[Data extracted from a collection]
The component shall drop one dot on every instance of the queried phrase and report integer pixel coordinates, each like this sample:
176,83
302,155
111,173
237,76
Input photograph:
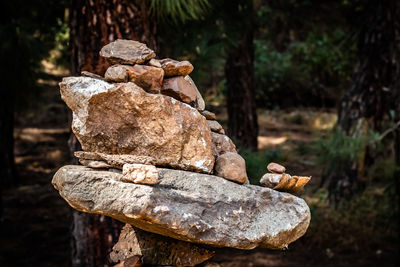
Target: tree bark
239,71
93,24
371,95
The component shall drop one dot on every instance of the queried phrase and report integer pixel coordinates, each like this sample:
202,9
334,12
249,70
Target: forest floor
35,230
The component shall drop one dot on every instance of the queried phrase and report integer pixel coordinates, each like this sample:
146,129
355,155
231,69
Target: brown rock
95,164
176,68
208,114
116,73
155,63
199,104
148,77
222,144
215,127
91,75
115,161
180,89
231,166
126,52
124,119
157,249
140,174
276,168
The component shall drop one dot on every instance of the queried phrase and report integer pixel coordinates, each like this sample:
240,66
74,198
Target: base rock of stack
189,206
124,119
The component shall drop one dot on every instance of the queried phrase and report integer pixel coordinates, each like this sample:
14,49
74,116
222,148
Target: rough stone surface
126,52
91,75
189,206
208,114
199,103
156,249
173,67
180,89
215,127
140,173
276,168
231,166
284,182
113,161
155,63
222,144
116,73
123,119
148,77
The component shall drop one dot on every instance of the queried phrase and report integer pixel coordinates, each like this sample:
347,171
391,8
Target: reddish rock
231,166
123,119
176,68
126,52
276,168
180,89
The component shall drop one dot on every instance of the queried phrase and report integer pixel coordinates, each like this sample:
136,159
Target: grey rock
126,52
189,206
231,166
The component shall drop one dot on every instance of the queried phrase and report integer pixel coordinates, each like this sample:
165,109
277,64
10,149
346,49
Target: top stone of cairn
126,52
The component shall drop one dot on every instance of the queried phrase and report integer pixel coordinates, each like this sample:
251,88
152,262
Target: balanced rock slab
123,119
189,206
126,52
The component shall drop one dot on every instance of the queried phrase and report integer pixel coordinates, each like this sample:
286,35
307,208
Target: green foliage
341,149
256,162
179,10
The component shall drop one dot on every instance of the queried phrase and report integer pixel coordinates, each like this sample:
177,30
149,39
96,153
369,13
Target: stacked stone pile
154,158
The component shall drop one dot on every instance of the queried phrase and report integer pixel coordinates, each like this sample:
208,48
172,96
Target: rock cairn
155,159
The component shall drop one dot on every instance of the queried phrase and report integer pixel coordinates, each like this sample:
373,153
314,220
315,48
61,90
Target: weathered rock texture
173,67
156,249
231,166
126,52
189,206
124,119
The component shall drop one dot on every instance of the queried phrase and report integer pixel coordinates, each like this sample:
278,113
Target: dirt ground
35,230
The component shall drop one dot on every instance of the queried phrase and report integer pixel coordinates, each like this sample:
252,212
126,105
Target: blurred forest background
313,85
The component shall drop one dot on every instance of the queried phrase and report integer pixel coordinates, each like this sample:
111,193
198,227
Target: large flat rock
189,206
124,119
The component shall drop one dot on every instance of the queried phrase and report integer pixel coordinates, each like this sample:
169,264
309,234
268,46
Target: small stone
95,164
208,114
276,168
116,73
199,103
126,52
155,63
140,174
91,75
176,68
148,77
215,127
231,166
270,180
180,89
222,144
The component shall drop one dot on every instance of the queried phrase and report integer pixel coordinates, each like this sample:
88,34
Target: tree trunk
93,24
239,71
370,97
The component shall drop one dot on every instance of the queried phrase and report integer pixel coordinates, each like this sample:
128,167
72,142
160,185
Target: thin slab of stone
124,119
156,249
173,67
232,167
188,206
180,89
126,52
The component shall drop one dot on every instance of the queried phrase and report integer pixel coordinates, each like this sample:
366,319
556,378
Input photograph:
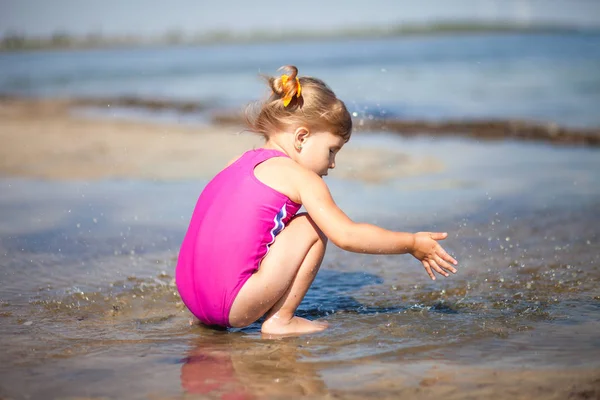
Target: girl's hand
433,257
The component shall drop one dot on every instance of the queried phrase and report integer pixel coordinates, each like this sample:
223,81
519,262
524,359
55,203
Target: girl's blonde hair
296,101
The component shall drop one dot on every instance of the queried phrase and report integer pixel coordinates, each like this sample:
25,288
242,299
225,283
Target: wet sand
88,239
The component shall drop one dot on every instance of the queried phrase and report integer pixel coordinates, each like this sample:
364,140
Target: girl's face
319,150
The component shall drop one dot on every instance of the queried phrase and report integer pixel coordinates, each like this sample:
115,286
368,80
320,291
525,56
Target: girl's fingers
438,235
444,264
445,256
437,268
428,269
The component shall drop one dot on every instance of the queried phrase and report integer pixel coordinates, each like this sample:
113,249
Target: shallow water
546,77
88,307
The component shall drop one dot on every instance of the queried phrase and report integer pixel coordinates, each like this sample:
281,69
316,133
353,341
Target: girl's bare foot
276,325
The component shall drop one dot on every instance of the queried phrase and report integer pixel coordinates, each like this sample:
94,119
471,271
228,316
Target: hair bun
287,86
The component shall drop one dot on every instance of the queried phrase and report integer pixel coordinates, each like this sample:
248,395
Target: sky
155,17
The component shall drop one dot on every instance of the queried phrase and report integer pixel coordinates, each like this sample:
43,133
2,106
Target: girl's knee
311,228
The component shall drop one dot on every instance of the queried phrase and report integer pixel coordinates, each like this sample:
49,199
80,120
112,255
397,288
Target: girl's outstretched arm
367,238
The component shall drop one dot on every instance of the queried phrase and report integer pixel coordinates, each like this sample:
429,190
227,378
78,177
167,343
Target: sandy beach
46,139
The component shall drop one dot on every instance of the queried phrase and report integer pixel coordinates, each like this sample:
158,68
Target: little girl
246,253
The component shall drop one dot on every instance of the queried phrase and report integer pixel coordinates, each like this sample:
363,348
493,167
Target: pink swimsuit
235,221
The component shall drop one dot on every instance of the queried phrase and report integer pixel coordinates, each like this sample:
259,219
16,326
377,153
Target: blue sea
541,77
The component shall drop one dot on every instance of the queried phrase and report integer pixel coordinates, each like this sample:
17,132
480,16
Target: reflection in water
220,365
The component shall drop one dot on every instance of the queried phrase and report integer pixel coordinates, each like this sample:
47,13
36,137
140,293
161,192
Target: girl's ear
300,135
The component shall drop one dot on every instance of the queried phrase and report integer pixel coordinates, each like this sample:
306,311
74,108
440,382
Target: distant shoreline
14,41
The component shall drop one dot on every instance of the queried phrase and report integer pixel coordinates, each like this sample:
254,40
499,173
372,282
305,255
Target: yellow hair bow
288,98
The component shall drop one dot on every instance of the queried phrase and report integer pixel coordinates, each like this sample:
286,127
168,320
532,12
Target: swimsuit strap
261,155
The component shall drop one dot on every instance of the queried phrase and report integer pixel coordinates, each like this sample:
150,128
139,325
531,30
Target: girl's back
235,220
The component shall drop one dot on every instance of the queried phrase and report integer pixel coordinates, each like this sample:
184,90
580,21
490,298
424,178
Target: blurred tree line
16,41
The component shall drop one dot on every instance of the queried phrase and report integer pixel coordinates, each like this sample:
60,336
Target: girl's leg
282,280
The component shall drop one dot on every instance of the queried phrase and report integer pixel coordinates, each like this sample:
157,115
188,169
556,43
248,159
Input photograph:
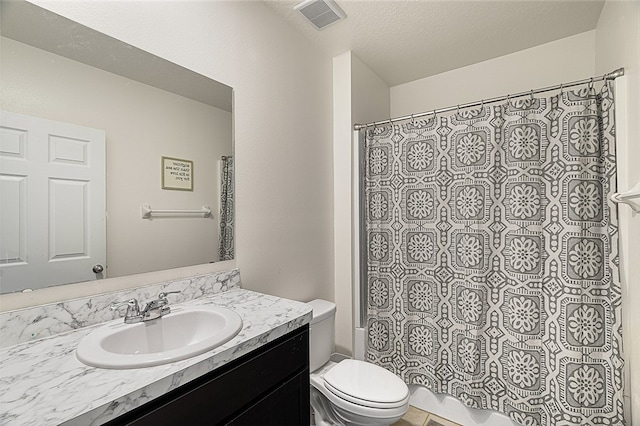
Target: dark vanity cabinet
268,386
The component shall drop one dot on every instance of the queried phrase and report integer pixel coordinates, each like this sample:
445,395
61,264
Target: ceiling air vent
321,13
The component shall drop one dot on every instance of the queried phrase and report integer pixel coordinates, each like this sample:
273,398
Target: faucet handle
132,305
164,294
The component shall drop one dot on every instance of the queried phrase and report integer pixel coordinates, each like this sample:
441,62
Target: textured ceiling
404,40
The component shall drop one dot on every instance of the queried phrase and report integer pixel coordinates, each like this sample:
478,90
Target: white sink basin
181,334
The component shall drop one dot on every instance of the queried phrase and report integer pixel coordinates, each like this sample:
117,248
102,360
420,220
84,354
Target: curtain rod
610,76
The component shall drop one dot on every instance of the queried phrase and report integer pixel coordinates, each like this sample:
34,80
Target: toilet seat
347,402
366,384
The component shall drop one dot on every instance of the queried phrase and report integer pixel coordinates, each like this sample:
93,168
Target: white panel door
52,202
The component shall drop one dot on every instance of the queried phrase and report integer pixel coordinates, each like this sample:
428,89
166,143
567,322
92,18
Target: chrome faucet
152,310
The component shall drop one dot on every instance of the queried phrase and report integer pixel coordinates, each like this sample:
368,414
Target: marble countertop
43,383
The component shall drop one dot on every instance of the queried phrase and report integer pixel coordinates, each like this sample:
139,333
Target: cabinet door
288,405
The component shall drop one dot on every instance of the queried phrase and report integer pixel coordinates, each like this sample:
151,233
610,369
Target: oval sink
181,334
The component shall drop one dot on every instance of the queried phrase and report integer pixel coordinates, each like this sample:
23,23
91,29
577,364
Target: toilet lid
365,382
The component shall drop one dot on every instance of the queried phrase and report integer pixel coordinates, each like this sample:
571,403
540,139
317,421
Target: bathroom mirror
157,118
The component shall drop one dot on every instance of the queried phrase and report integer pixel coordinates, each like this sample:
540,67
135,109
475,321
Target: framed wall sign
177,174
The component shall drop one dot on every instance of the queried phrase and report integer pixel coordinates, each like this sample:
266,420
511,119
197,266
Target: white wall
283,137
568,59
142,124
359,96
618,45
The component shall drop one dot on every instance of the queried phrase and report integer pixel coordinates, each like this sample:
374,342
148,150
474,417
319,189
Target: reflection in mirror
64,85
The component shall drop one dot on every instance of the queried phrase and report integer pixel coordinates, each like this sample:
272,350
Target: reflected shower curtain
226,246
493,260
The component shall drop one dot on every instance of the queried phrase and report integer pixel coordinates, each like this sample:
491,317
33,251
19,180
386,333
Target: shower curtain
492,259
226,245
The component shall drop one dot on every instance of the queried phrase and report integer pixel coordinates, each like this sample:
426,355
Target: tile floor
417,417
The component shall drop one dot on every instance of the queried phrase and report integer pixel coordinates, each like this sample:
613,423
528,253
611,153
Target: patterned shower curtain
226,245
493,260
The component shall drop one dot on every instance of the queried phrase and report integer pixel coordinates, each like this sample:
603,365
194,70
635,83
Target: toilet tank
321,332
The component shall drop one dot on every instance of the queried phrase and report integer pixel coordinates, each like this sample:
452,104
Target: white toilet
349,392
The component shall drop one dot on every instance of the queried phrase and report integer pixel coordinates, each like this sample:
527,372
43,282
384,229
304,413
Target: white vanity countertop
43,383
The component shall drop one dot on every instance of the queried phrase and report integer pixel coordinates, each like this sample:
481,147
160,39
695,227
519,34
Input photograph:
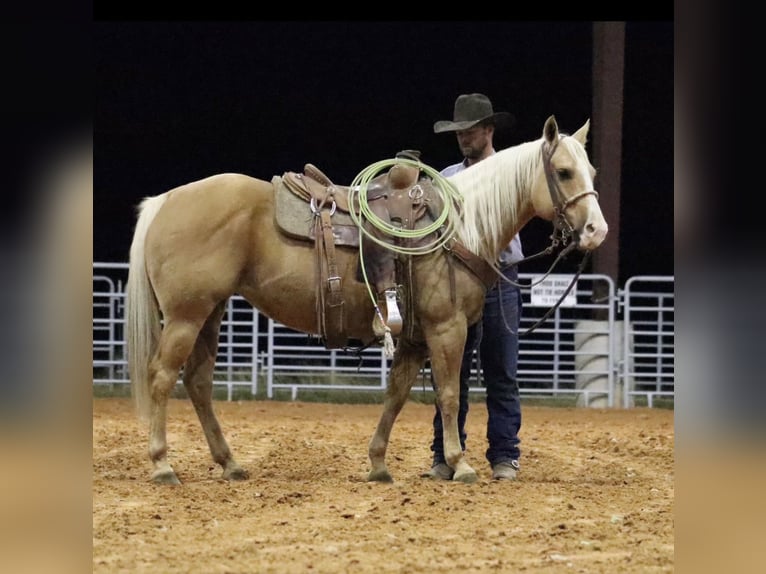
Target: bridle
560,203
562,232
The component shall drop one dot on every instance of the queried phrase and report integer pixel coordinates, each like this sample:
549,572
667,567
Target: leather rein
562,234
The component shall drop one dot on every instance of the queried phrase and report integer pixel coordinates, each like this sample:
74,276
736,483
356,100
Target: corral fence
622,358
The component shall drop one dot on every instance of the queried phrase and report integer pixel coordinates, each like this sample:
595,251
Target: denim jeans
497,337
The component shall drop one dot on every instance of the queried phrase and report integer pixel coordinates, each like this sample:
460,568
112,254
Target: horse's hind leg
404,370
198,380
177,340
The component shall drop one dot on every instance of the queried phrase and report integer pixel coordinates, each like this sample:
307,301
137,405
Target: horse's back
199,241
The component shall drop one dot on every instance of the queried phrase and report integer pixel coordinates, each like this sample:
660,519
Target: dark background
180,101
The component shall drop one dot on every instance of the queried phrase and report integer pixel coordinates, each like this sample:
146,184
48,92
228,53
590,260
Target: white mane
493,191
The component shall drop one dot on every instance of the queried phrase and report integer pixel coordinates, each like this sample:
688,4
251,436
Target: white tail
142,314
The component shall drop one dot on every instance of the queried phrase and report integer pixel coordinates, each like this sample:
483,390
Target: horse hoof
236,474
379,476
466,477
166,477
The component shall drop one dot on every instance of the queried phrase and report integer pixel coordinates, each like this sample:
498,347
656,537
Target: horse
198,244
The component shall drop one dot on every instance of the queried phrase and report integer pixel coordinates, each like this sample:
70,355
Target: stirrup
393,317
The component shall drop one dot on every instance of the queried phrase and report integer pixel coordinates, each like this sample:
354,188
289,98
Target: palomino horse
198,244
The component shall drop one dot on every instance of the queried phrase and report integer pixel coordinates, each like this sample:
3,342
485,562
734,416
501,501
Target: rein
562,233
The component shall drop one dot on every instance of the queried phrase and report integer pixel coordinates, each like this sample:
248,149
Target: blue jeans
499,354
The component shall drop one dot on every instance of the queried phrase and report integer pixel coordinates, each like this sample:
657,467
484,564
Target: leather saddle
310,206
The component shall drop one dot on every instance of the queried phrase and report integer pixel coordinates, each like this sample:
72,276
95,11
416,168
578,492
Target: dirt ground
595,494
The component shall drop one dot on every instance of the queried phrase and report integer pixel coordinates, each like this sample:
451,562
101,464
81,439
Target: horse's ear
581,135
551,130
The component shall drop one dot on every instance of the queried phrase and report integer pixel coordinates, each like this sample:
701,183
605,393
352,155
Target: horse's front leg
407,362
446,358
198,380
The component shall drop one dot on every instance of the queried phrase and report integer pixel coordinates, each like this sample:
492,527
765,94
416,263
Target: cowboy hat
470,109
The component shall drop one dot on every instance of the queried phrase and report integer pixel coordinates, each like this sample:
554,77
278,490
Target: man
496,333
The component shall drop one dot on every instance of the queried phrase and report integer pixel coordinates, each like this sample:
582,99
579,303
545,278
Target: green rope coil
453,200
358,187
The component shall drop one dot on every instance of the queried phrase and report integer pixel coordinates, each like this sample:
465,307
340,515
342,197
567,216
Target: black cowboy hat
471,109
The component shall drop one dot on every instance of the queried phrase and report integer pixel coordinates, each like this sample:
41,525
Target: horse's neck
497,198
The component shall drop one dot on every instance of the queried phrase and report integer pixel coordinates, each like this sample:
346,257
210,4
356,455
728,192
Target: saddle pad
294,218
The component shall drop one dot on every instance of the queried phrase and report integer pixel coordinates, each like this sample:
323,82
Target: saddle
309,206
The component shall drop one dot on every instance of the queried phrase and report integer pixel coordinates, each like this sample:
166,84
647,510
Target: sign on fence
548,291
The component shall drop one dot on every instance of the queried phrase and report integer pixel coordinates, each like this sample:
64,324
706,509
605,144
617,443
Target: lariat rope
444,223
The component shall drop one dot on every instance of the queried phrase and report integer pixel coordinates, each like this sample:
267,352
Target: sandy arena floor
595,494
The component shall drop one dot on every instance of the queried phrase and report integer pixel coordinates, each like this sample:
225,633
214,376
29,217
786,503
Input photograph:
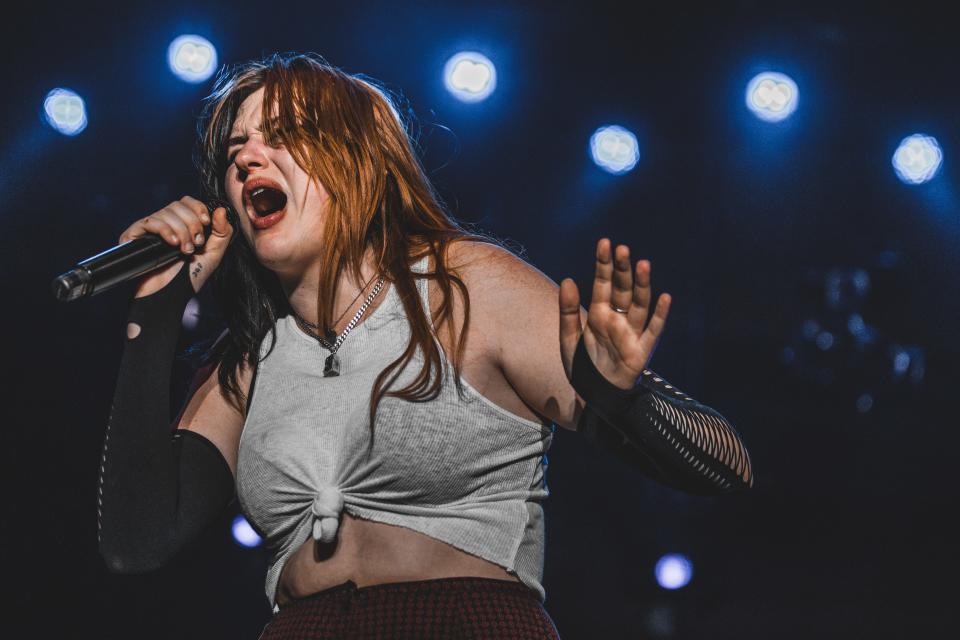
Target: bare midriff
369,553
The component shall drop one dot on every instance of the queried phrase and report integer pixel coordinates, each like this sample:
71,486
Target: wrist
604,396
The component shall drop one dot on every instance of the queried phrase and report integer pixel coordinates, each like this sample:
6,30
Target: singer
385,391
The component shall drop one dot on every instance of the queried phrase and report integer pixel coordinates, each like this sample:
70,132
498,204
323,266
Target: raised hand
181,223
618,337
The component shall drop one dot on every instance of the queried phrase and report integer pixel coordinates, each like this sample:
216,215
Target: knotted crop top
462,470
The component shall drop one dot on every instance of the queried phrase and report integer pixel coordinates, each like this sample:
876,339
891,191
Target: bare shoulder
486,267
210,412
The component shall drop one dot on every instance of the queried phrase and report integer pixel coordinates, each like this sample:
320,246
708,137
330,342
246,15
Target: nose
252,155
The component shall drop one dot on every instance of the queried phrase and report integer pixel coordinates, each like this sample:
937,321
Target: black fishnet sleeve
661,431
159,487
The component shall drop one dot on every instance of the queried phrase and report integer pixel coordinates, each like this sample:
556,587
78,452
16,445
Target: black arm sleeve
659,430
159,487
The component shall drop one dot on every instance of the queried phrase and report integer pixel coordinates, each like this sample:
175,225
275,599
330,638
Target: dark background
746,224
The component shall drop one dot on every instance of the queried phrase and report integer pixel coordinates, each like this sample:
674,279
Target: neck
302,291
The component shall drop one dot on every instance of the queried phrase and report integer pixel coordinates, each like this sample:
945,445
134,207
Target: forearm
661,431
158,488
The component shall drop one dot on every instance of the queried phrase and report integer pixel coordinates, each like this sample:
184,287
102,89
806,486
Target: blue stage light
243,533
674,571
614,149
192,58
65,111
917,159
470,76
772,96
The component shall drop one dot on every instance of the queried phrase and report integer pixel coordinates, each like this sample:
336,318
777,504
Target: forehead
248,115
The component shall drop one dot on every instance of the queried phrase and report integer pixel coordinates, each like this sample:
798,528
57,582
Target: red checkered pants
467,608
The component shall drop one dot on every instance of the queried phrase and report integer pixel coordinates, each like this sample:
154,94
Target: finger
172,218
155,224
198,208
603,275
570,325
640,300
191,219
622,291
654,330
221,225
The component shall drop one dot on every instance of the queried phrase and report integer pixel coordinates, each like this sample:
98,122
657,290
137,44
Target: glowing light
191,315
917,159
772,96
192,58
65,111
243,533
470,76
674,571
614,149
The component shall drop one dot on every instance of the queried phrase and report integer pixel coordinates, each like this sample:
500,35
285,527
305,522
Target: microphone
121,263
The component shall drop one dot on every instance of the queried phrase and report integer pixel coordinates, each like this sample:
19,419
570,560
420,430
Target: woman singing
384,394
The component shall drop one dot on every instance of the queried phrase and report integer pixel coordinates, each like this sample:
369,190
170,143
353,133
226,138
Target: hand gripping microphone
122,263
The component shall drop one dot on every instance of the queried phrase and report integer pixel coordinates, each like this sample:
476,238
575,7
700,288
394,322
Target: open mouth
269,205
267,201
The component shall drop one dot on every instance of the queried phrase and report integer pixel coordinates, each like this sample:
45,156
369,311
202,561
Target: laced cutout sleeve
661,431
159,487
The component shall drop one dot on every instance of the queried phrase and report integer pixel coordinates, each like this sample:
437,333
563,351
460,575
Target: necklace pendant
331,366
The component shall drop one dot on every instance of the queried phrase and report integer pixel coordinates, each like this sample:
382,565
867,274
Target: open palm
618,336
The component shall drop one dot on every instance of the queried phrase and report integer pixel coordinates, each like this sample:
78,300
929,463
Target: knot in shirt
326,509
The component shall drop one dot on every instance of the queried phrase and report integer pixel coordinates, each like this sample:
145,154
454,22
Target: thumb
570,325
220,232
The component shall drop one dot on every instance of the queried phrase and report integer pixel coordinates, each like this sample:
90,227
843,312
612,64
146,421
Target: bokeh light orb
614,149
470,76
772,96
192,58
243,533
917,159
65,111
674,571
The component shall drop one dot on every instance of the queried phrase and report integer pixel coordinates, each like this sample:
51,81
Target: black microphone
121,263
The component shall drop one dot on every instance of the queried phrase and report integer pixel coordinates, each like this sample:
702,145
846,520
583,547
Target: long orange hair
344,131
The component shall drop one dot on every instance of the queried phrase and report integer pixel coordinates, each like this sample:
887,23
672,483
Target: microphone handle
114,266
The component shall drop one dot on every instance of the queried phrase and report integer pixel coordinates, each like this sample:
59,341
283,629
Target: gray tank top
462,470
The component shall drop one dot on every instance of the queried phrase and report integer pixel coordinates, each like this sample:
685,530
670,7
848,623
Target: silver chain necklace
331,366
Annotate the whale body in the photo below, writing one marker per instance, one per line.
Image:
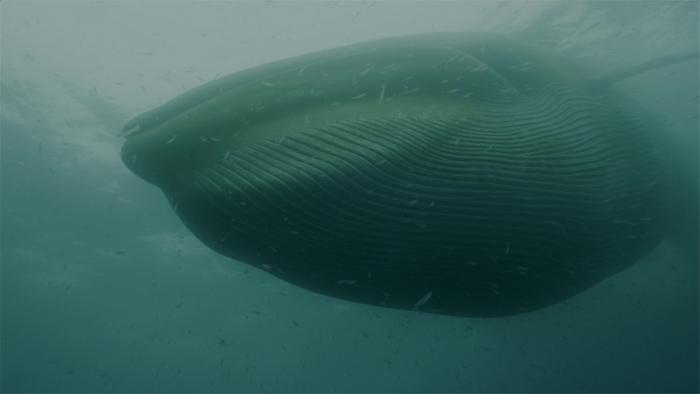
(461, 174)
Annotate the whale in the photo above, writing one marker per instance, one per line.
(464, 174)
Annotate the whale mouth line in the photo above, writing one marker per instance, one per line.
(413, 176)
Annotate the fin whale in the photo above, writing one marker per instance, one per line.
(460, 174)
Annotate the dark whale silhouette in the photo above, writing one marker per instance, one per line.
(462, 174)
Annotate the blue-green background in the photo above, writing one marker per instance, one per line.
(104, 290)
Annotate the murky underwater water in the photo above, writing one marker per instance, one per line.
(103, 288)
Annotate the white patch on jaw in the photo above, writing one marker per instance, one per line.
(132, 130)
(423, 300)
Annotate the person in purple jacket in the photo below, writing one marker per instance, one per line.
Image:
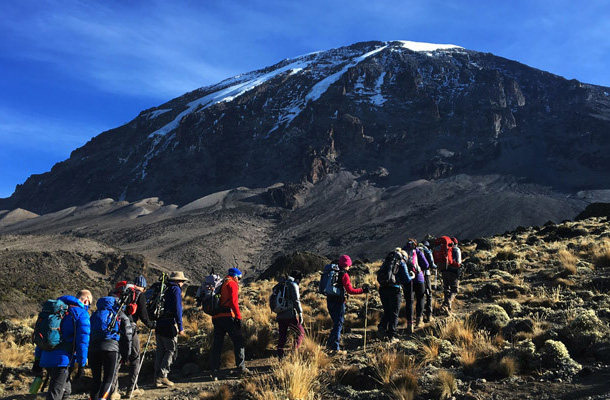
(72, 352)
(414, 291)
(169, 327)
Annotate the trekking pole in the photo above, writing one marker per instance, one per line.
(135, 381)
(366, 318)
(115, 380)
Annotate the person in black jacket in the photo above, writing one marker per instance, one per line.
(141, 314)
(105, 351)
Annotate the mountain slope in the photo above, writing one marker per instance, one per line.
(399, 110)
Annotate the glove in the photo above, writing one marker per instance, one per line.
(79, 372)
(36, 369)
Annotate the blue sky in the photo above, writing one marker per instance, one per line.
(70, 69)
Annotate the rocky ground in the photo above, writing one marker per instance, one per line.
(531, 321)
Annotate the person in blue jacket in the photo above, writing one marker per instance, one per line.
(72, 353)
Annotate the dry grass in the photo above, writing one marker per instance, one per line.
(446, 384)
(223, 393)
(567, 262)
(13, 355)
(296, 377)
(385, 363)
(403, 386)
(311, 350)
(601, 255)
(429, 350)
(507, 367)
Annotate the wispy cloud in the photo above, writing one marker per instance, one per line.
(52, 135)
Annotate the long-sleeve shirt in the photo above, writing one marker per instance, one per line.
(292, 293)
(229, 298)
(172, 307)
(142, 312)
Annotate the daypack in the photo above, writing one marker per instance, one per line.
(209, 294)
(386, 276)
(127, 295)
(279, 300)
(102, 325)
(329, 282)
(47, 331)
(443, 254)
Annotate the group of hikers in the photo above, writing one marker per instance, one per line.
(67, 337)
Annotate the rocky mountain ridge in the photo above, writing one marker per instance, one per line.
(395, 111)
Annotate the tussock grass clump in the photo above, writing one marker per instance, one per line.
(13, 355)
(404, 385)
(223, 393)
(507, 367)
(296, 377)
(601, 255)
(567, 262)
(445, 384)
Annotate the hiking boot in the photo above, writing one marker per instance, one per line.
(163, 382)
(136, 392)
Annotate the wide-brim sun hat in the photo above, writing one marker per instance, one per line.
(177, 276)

## Work item
Copy out each line from the preceding entries that mentions the word "below".

## Exercise result
Annotate the whale body in the photo below, writing one marker per instance, one per line.
Annotate the person in purple jacket in the photo below, writing one marker per instance, one per line.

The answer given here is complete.